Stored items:
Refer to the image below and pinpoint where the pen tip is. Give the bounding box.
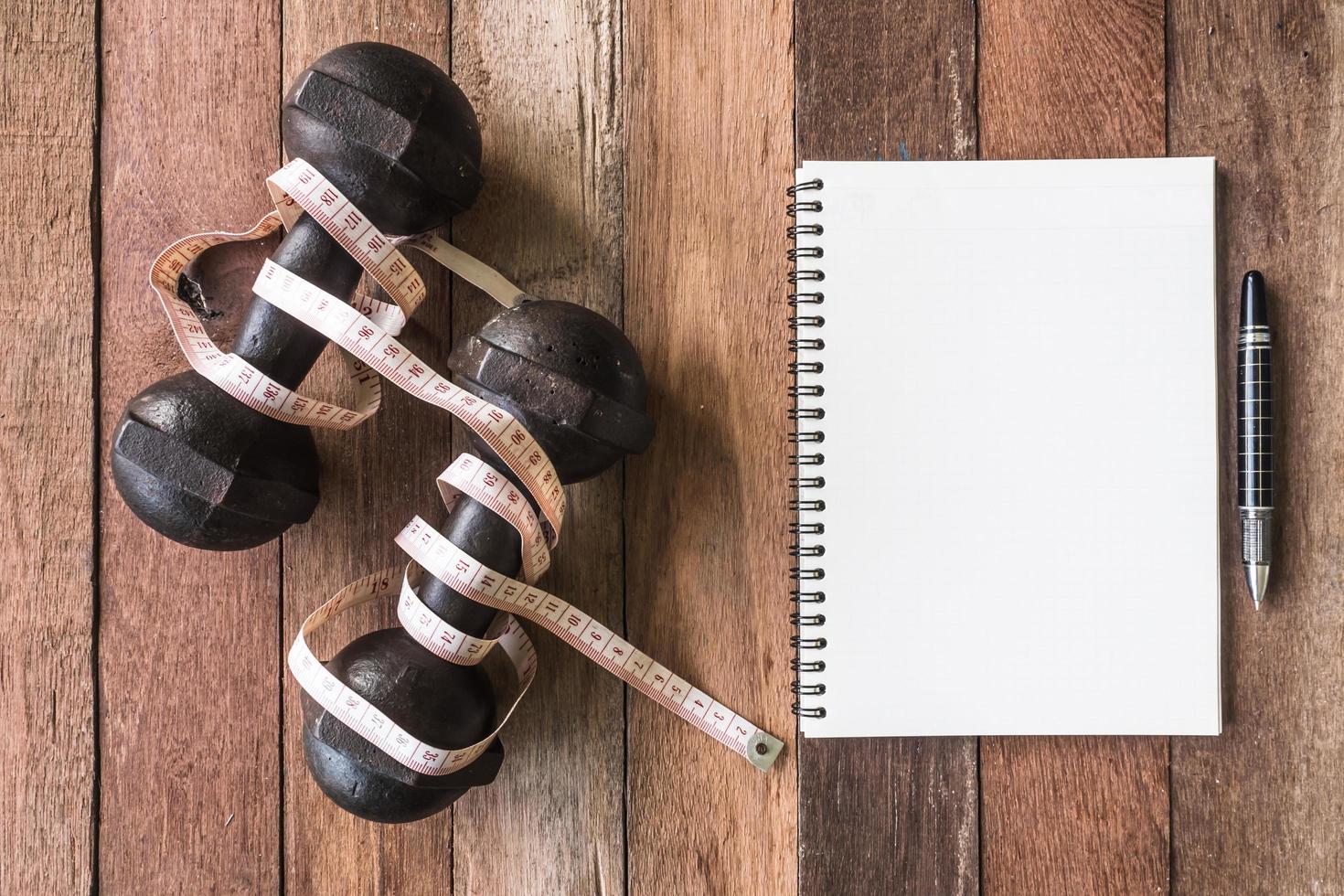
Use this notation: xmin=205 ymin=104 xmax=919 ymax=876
xmin=1244 ymin=563 xmax=1269 ymax=610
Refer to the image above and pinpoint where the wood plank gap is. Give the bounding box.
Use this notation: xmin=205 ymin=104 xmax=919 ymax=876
xmin=89 ymin=0 xmax=102 ymax=896
xmin=624 ymin=0 xmax=797 ymax=893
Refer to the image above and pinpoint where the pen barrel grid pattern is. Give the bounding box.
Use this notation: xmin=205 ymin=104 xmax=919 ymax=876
xmin=1236 ymin=326 xmax=1275 ymax=507
xmin=784 ymin=180 xmax=827 ymax=719
xmin=1242 ymin=509 xmax=1273 ymax=566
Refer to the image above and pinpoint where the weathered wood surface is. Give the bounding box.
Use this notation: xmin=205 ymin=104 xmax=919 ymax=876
xmin=624 ymin=0 xmax=797 ymax=893
xmin=452 ymin=0 xmax=625 ymax=896
xmin=1167 ymin=0 xmax=1344 ymax=896
xmin=98 ymin=0 xmax=280 ymax=893
xmin=0 ymin=3 xmax=97 ymax=893
xmin=0 ymin=0 xmax=1344 ymax=896
xmin=977 ymin=0 xmax=1169 ymax=896
xmin=775 ymin=0 xmax=980 ymax=896
xmin=275 ymin=0 xmax=453 ymax=893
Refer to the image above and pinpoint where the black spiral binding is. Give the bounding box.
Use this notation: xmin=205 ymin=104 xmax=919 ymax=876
xmin=784 ymin=178 xmax=827 ymax=719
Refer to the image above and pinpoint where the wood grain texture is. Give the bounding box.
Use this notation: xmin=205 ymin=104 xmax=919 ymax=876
xmin=453 ymin=0 xmax=625 ymax=896
xmin=978 ymin=0 xmax=1169 ymax=896
xmin=0 ymin=0 xmax=97 ymax=893
xmin=277 ymin=0 xmax=453 ymax=895
xmin=624 ymin=0 xmax=797 ymax=893
xmin=795 ymin=0 xmax=980 ymax=896
xmin=1168 ymin=0 xmax=1344 ymax=896
xmin=978 ymin=0 xmax=1167 ymax=158
xmin=98 ymin=0 xmax=280 ymax=893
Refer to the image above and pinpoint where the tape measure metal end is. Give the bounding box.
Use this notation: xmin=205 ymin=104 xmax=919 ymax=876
xmin=747 ymin=731 xmax=784 ymax=771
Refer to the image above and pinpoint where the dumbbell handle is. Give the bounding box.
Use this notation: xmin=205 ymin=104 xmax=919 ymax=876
xmin=420 ymin=467 xmax=523 ymax=638
xmin=231 ymin=214 xmax=363 ymax=389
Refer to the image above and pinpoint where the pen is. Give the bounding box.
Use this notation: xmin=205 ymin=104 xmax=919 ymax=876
xmin=1236 ymin=270 xmax=1275 ymax=610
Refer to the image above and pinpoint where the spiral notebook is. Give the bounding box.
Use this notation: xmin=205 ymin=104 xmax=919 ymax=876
xmin=789 ymin=158 xmax=1221 ymax=738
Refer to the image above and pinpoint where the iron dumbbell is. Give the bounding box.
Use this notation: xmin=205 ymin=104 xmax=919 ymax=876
xmin=303 ymin=301 xmax=653 ymax=822
xmin=112 ymin=43 xmax=481 ymax=550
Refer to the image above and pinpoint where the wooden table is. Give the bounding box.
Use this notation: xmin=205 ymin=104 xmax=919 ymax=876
xmin=0 ymin=0 xmax=1344 ymax=896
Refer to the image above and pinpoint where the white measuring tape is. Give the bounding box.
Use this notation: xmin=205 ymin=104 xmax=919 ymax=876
xmin=151 ymin=158 xmax=784 ymax=775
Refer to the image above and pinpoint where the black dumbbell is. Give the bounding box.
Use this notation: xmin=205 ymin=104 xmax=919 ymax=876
xmin=303 ymin=301 xmax=653 ymax=822
xmin=112 ymin=43 xmax=481 ymax=550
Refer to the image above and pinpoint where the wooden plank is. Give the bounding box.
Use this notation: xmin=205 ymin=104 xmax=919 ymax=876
xmin=283 ymin=8 xmax=453 ymax=893
xmin=624 ymin=1 xmax=797 ymax=893
xmin=453 ymin=0 xmax=625 ymax=896
xmin=98 ymin=0 xmax=280 ymax=893
xmin=978 ymin=0 xmax=1169 ymax=896
xmin=0 ymin=0 xmax=97 ymax=893
xmin=795 ymin=0 xmax=980 ymax=895
xmin=1168 ymin=0 xmax=1344 ymax=896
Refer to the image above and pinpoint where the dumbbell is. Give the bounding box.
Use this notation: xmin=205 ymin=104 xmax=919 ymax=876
xmin=303 ymin=300 xmax=653 ymax=822
xmin=112 ymin=43 xmax=481 ymax=550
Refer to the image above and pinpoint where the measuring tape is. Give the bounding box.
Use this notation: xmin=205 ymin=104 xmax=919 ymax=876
xmin=151 ymin=158 xmax=784 ymax=775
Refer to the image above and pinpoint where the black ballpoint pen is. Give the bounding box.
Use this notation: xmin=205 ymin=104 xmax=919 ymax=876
xmin=1236 ymin=270 xmax=1275 ymax=610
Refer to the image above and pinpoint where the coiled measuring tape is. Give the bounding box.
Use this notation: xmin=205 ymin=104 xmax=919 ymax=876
xmin=151 ymin=158 xmax=784 ymax=775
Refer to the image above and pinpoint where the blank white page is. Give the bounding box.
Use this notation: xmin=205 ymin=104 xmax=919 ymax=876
xmin=797 ymin=158 xmax=1221 ymax=738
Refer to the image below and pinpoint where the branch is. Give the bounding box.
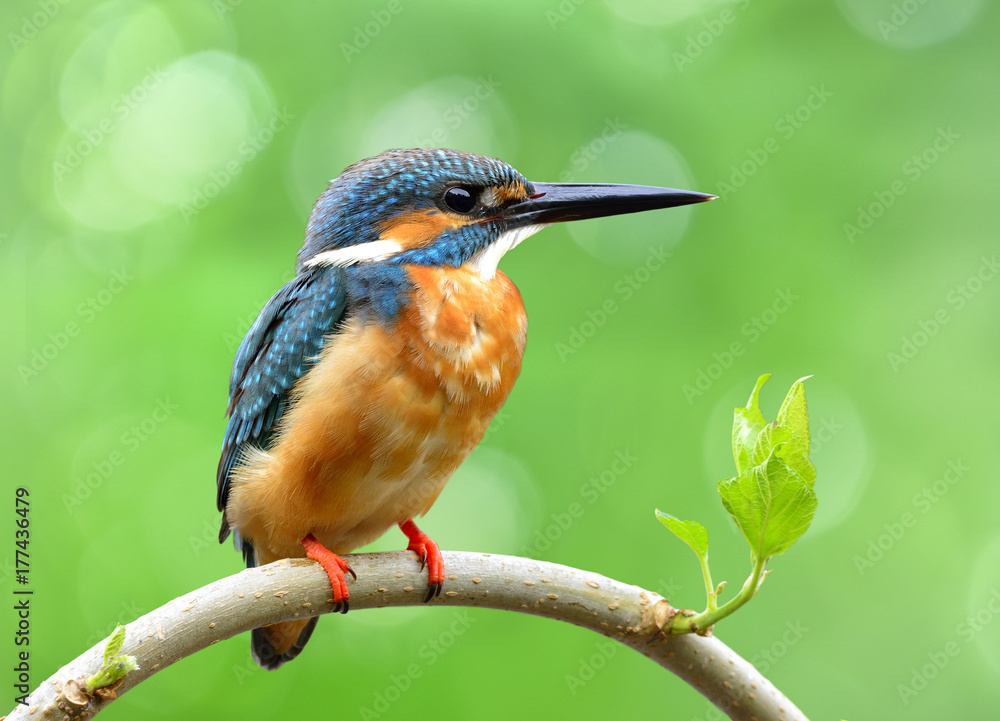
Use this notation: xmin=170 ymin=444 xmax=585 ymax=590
xmin=7 ymin=552 xmax=806 ymax=721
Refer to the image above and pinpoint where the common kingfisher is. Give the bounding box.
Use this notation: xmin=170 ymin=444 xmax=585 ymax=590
xmin=217 ymin=149 xmax=715 ymax=669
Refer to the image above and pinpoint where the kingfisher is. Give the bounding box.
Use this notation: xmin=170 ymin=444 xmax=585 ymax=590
xmin=217 ymin=149 xmax=715 ymax=669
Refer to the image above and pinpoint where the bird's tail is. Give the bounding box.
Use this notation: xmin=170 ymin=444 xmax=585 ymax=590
xmin=250 ymin=616 xmax=319 ymax=671
xmin=239 ymin=533 xmax=319 ymax=671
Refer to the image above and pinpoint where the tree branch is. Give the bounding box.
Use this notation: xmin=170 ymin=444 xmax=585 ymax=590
xmin=7 ymin=552 xmax=805 ymax=721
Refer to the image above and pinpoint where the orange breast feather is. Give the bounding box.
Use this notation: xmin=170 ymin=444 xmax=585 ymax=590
xmin=227 ymin=266 xmax=527 ymax=563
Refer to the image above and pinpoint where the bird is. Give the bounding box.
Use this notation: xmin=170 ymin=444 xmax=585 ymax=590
xmin=216 ymin=148 xmax=715 ymax=670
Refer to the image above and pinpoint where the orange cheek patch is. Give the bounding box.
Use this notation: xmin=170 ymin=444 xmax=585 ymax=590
xmin=379 ymin=208 xmax=466 ymax=250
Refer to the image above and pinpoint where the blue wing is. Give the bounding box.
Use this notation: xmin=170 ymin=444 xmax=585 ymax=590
xmin=216 ymin=266 xmax=346 ymax=553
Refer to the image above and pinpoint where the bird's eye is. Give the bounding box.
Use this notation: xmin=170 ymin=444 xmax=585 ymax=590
xmin=444 ymin=187 xmax=476 ymax=215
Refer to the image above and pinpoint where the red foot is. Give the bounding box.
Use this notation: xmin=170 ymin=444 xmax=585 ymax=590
xmin=399 ymin=521 xmax=444 ymax=603
xmin=302 ymin=533 xmax=358 ymax=613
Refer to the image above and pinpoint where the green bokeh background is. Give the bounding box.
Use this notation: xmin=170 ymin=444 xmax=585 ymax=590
xmin=0 ymin=0 xmax=1000 ymax=719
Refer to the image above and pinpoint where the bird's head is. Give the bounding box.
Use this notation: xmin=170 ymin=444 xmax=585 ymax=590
xmin=298 ymin=149 xmax=715 ymax=278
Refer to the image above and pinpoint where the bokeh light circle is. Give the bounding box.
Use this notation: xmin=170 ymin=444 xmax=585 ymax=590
xmin=837 ymin=0 xmax=983 ymax=49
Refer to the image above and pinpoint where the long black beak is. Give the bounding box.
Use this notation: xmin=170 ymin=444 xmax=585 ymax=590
xmin=506 ymin=183 xmax=717 ymax=228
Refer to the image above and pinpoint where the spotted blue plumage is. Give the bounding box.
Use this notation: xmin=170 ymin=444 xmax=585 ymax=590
xmin=216 ymin=149 xmax=531 ymax=552
xmin=216 ymin=266 xmax=348 ymax=544
xmin=299 ymin=149 xmax=531 ymax=268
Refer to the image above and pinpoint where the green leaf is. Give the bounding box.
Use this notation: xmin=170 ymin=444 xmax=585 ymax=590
xmin=719 ymin=452 xmax=816 ymax=562
xmin=733 ymin=373 xmax=771 ymax=474
xmin=84 ymin=624 xmax=139 ymax=691
xmin=656 ymin=508 xmax=708 ymax=561
xmin=750 ymin=422 xmax=816 ymax=487
xmin=104 ymin=624 xmax=125 ymax=663
xmin=775 ymin=376 xmax=812 ymax=452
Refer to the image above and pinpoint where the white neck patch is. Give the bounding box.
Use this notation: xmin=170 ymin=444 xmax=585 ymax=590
xmin=304 ymin=223 xmax=550 ymax=280
xmin=467 ymin=223 xmax=550 ymax=280
xmin=304 ymin=240 xmax=403 ymax=268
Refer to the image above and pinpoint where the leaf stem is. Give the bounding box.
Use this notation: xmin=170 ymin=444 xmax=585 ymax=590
xmin=665 ymin=559 xmax=767 ymax=635
xmin=698 ymin=553 xmax=718 ymax=611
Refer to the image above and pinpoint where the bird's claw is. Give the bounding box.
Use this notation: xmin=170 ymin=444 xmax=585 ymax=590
xmin=302 ymin=533 xmax=358 ymax=613
xmin=399 ymin=521 xmax=444 ymax=603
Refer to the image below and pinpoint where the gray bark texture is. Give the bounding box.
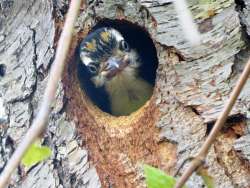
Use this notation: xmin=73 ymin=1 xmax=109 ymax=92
xmin=0 ymin=0 xmax=250 ymax=188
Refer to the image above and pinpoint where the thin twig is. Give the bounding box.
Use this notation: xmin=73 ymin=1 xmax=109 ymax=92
xmin=0 ymin=0 xmax=81 ymax=188
xmin=175 ymin=59 xmax=250 ymax=188
xmin=174 ymin=0 xmax=201 ymax=46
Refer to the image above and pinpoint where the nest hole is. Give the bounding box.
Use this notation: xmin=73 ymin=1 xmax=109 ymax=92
xmin=77 ymin=19 xmax=158 ymax=116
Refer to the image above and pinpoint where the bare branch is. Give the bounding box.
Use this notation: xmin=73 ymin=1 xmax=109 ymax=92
xmin=174 ymin=0 xmax=201 ymax=45
xmin=175 ymin=59 xmax=250 ymax=188
xmin=0 ymin=0 xmax=81 ymax=188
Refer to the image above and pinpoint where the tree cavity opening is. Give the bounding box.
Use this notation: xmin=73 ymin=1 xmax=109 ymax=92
xmin=77 ymin=19 xmax=158 ymax=116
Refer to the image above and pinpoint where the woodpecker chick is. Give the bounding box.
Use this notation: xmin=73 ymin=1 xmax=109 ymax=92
xmin=80 ymin=27 xmax=153 ymax=116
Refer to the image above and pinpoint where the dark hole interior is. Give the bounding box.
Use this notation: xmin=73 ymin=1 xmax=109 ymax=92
xmin=76 ymin=19 xmax=158 ymax=114
xmin=0 ymin=64 xmax=6 ymax=77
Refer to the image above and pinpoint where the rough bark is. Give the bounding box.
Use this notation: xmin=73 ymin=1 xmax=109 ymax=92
xmin=0 ymin=0 xmax=250 ymax=187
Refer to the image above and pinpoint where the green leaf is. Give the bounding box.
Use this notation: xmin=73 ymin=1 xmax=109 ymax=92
xmin=143 ymin=165 xmax=176 ymax=188
xmin=21 ymin=141 xmax=52 ymax=168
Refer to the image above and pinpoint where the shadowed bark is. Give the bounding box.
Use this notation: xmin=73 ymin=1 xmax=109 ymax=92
xmin=0 ymin=0 xmax=250 ymax=188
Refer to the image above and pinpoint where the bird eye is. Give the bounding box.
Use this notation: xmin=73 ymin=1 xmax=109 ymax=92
xmin=120 ymin=40 xmax=130 ymax=52
xmin=87 ymin=63 xmax=97 ymax=74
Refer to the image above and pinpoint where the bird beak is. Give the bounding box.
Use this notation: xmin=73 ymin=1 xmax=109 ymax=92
xmin=101 ymin=55 xmax=129 ymax=78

SHORT TASK:
Please reproduce the listing from the line containing "Refer to the image above and pinpoint where the weathered" up to and including the line containing "xmin=747 ymin=731 xmax=784 ymax=771", rescaling every bounding-box coordinate in the answers by 1.3 and rounding to whole numbers, with halves rounded up. Leave the request lines and their notation samples unchanged, and give only those lines.

RESULT FOR THIS EXERCISE:
Refer to the image above and pinpoint where the weathered wood surface is. Give the bounding box.
Use this notation: xmin=205 ymin=104 xmax=919 ymax=876
xmin=811 ymin=0 xmax=1036 ymax=1161
xmin=588 ymin=0 xmax=813 ymax=1165
xmin=1517 ymin=0 xmax=1747 ymax=1165
xmin=127 ymin=0 xmax=364 ymax=1161
xmin=0 ymin=4 xmax=126 ymax=1161
xmin=0 ymin=0 xmax=1747 ymax=1165
xmin=1270 ymin=0 xmax=1520 ymax=1165
xmin=1008 ymin=0 xmax=1274 ymax=1165
xmin=358 ymin=0 xmax=589 ymax=1161
Refer to the image above and pinpoint where the black spiral binding is. Give the bounding box.
Use this notation: xmin=205 ymin=104 xmax=919 ymax=876
xmin=1019 ymin=231 xmax=1075 ymax=935
Refer to the image above and pinpoint where the wood grain texture is. Give the bounding box.
Use this notation: xmin=205 ymin=104 xmax=919 ymax=876
xmin=589 ymin=0 xmax=813 ymax=1165
xmin=1271 ymin=0 xmax=1520 ymax=1165
xmin=0 ymin=0 xmax=126 ymax=1161
xmin=360 ymin=0 xmax=589 ymax=1164
xmin=811 ymin=0 xmax=1036 ymax=1161
xmin=1034 ymin=0 xmax=1274 ymax=1165
xmin=1518 ymin=0 xmax=1747 ymax=1165
xmin=1271 ymin=0 xmax=1517 ymax=205
xmin=127 ymin=0 xmax=364 ymax=1161
Refer to the image above and pinpoint where the tape measure metal end is. Give the bounding box.
Use this notation: xmin=205 ymin=104 xmax=919 ymax=876
xmin=971 ymin=950 xmax=1019 ymax=1002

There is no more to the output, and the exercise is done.